══ Teks Bacaan
Tanjungpinang (ANTARA) - Konfederasi Serikat Pekerja Seluruh Indonesia (KSPSI) Kota Tanjungpinang menyatakan buruh sampai sekarang belum bisa keluar dari permasalahan upah.
"Kita (buruh) belum keluar dari permasalahan UMK, UMK dan UMK setiap tahun. Padahal ini selalu menjadi masalah tahunan, yang sebenarnya dapat diselesaikan dengan cepat dan tepat," kata Ketua KSPSI Tanjungpinang Afyendri di Tanjungpinang, Rabu, menggunakan singkatan upah minimum kota/kabupaten.
Meski standar UMK sudah ditetapkan, menurut dia, masih ada perusahaan yang mengupah pekerjanya di bawah standar upah minimal. Ia mencontohkan, UMK Kota Tanjungpinang ditetapkan sekitar Rp2,7 juta, namun sebagian perusahaan belum mematuhinya.
════
══ Data Tersimpan
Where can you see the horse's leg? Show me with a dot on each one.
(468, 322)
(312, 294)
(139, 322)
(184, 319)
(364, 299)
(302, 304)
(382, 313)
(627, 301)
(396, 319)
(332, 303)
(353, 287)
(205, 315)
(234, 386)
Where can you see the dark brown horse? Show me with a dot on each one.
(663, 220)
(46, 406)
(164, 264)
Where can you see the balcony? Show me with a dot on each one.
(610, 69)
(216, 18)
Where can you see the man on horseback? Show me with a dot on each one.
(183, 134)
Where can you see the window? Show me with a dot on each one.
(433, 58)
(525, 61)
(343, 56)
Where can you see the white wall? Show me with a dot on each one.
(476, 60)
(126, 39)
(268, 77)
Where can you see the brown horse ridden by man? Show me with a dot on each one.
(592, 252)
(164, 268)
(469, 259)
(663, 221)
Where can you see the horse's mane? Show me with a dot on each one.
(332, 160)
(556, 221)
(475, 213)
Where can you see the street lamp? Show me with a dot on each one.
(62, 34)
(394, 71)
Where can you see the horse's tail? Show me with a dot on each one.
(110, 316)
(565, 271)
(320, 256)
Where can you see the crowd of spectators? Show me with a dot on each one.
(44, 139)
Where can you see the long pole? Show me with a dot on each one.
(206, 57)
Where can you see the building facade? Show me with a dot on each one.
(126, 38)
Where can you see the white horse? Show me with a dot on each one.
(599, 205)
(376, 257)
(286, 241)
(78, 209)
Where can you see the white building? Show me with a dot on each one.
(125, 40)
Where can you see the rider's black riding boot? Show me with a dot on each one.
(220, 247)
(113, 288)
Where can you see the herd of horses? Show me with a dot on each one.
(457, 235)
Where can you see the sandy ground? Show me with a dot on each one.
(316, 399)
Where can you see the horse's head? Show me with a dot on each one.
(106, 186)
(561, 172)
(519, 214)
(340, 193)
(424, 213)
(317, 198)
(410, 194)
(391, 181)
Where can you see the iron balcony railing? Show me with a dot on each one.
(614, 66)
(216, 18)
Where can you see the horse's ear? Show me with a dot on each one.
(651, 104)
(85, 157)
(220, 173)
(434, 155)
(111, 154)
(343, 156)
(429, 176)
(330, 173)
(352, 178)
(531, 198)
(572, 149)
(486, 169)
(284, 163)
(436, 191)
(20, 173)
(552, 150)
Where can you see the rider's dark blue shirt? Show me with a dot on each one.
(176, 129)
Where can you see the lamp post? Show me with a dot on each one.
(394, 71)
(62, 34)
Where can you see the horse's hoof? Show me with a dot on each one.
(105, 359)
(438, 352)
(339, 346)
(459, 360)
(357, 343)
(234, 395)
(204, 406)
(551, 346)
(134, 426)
════
Yang Ditanyakan:
• a. Tuliskan ulang secara persis bagian teks tentang upah buruh di Tanjungpinang, mulai dari "Tanjungpinang (ANTARA) - Konfederasi" dan terus hingga "perusahaan belum mematuhinya.".
• b. Menurut teks tentang upah buruh di Tanjungpinang, berapa kira-kira UMK Kota Tanjungpinang yang ditetapkan?
Data tersebut tidak berkaitan dengan teks bacaan.

Jawaban:
• a.
Tanjungpinang (ANTARA) - Konfederasi Serikat Pekerja Seluruh Indonesia (KSPSI) Kota Tanjungpinang menyatakan buruh sampai sekarang belum bisa keluar dari permasalahan upah.
"Kita (buruh) belum keluar dari permasalahan UMK, UMK dan UMK setiap tahun. Padahal ini selalu menjadi masalah tahunan, yang sebenarnya dapat diselesaikan dengan cepat dan tepat," kata Ketua KSPSI Tanjungpinang Afyendri di Tanjungpinang, Rabu, menggunakan singkatan upah minimum kota/kabupaten.
Meski standar UMK sudah ditetapkan, menurut dia, masih ada perusahaan yang mengupah pekerjanya di bawah standar upah minimal. Ia mencontohkan, UMK Kota Tanjungpinang ditetapkan sekitar Rp2,7 juta, namun sebagian perusahaan belum mematuhinya.

• b. Sekitar Rp2,7 juta.